--- Start STORED DATA ---

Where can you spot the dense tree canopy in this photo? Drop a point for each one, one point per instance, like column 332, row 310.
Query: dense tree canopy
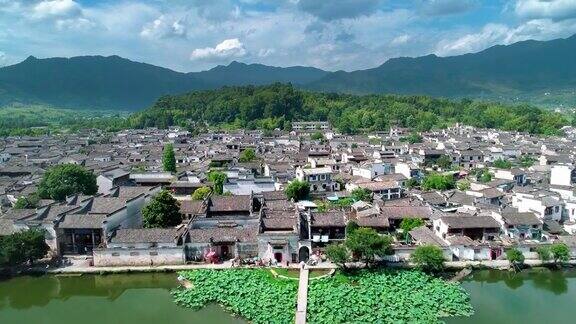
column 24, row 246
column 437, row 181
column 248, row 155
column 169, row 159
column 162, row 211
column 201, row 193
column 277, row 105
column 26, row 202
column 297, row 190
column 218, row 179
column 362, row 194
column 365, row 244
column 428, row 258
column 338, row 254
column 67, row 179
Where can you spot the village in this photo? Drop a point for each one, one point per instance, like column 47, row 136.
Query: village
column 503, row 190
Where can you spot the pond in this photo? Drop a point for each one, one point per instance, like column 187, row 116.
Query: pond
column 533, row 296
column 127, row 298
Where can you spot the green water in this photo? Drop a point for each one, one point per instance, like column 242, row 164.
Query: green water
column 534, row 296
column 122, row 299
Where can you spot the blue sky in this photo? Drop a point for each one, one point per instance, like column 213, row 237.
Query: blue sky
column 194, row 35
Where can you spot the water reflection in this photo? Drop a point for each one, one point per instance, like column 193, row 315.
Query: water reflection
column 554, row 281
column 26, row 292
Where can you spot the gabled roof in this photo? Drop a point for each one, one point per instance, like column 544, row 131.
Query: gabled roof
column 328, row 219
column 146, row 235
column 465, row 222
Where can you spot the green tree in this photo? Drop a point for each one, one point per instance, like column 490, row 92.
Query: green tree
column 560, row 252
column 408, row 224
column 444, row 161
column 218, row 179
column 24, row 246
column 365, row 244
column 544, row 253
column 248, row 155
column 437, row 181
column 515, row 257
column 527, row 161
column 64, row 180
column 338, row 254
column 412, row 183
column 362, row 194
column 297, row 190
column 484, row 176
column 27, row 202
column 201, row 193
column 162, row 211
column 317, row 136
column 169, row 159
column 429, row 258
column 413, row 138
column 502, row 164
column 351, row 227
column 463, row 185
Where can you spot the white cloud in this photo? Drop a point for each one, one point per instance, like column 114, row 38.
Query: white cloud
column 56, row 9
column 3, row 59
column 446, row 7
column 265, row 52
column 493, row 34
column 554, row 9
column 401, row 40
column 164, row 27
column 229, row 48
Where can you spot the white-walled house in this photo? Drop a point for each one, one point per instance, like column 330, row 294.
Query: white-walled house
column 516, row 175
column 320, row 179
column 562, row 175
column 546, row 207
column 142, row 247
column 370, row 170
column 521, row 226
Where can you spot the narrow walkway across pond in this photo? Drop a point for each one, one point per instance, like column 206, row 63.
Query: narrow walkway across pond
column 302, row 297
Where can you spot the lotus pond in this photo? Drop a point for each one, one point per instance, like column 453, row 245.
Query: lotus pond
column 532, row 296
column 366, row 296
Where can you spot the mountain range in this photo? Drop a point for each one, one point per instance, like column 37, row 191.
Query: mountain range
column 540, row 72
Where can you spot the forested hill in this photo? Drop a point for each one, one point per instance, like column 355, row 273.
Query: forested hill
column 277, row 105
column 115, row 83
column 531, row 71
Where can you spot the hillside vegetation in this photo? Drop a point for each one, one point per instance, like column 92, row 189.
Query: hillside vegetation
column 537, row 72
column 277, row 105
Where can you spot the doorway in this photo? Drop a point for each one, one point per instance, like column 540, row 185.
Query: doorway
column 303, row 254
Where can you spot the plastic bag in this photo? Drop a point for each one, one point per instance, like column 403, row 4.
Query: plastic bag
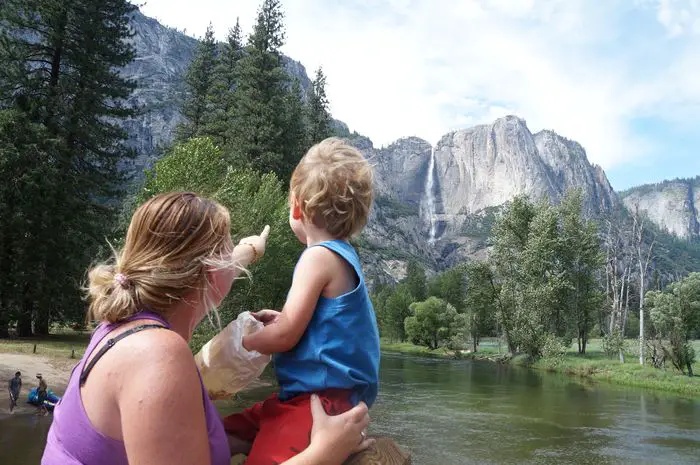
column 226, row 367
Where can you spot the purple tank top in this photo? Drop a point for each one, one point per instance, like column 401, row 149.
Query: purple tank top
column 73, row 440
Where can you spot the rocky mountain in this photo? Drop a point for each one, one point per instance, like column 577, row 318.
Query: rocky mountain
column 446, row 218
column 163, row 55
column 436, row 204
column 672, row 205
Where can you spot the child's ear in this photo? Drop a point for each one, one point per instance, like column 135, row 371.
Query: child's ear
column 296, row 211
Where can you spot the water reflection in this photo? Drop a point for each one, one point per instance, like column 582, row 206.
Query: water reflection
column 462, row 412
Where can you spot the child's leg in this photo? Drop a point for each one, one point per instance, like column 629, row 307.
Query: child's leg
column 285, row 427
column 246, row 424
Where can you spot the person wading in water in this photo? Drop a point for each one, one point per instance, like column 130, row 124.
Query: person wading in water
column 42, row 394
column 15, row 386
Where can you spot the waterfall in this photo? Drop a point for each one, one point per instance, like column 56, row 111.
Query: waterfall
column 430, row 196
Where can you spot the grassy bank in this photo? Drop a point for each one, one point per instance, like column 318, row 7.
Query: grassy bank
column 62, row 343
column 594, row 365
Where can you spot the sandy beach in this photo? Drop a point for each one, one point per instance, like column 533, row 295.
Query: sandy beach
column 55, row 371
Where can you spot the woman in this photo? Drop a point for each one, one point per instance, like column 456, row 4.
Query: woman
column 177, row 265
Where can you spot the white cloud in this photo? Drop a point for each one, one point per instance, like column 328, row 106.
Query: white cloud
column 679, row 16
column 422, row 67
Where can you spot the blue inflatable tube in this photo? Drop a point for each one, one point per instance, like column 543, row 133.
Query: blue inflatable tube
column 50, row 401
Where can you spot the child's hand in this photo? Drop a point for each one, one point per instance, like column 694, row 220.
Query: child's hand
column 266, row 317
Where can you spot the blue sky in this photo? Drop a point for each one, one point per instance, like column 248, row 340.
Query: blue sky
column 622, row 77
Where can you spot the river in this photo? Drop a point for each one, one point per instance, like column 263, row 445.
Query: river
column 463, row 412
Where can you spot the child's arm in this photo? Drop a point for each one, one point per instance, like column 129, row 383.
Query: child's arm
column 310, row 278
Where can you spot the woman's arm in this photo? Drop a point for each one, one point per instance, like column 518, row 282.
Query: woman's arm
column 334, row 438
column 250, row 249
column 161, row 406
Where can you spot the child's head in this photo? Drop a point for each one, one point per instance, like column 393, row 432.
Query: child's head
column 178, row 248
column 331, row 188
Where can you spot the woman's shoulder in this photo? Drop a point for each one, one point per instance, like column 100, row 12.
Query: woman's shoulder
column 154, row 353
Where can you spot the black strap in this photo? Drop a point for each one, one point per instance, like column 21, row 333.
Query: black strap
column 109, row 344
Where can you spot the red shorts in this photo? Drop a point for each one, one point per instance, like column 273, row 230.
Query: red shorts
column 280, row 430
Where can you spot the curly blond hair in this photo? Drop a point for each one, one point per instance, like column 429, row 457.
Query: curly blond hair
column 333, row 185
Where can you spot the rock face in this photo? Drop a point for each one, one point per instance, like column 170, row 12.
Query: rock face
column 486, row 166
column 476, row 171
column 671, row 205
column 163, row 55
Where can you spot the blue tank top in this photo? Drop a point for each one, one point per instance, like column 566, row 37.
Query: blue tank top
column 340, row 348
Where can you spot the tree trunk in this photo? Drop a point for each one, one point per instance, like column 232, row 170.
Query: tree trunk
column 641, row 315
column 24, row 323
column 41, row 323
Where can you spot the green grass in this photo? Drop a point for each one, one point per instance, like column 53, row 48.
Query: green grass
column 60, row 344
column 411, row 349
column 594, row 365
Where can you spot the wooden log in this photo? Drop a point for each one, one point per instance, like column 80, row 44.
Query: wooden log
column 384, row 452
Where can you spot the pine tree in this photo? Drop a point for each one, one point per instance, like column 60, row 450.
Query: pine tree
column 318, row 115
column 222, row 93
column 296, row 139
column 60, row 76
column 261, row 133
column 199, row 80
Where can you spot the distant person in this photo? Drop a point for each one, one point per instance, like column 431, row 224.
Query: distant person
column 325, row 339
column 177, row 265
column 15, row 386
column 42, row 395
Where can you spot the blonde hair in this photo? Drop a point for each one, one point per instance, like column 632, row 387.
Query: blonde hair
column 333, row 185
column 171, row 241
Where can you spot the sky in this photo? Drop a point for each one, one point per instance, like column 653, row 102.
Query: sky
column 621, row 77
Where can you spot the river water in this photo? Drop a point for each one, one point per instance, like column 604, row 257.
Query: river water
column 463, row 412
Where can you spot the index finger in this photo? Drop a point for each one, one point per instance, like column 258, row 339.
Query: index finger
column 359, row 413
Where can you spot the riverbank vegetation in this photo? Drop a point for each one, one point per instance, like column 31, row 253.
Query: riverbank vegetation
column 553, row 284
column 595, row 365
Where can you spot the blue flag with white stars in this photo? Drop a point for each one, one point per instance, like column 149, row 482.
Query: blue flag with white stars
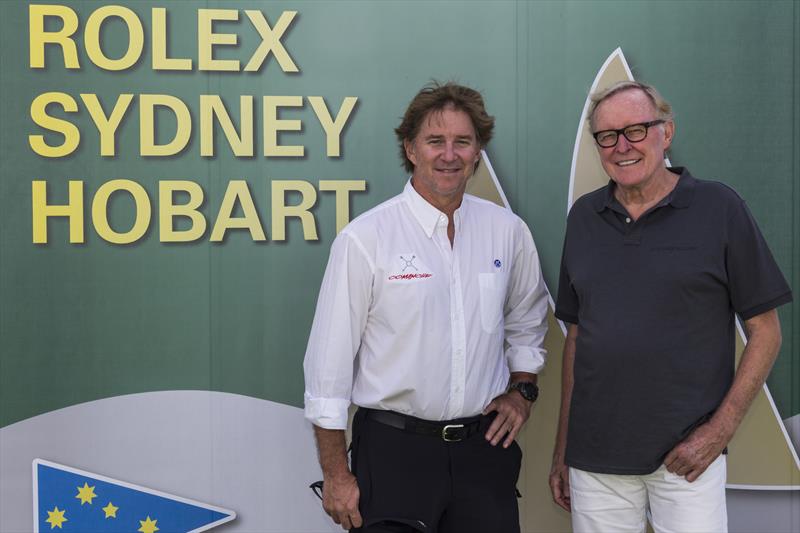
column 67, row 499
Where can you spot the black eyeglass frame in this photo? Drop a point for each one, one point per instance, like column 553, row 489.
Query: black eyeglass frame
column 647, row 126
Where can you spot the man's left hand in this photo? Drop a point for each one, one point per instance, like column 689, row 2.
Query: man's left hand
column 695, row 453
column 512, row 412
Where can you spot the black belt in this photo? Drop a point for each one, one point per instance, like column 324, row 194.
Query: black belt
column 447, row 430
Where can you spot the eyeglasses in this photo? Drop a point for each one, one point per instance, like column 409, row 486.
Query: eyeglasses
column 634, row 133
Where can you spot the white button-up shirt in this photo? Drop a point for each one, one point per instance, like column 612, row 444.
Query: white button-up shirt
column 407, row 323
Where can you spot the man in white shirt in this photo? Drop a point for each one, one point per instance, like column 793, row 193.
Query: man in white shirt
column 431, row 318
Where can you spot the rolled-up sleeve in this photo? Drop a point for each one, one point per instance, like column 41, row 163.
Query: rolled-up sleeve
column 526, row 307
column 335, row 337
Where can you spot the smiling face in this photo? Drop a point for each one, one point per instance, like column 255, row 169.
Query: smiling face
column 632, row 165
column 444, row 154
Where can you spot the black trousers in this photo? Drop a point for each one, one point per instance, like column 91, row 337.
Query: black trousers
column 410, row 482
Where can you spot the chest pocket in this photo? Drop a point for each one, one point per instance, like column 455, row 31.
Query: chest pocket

--- End STORED DATA ---

WRITTEN TASK =
Convert the records above, from the line with "Where can you spot the waterfall" to the line with "column 50, row 401", into a numbered list that leaves out any blank lines.

OUTPUT BELOW =
1. Where can you spot the waterfall in this photo? Drop a point for each one, one point per instance, like column 56, row 111.
2. Query: waterfall
3. column 430, row 196
4. Where can you spot the grassy bank in this photo? Drop a point for each one, one point per instance, like column 318, row 7.
5. Query: grassy bank
6. column 62, row 343
7. column 594, row 365
8. Where can you spot the sandy beach in this photo? Drop a point for each one, one point per instance, like column 533, row 295.
9. Query: sandy beach
10. column 55, row 371
11. Where can you spot the woman in this photo? Drop a point for each one, one point per instance, like column 456, row 4.
12. Query: woman
13. column 177, row 265
14. Where can you spot the white cloud in this photo? Drop a point for each one, one point per instance, like column 328, row 106.
15. Query: white cloud
16. column 679, row 16
17. column 422, row 67
18. Where can you spot the blue inflatable tube in this photo? Drop a point for each one, one point per instance, like column 543, row 133.
19. Query: blue inflatable tube
20. column 50, row 401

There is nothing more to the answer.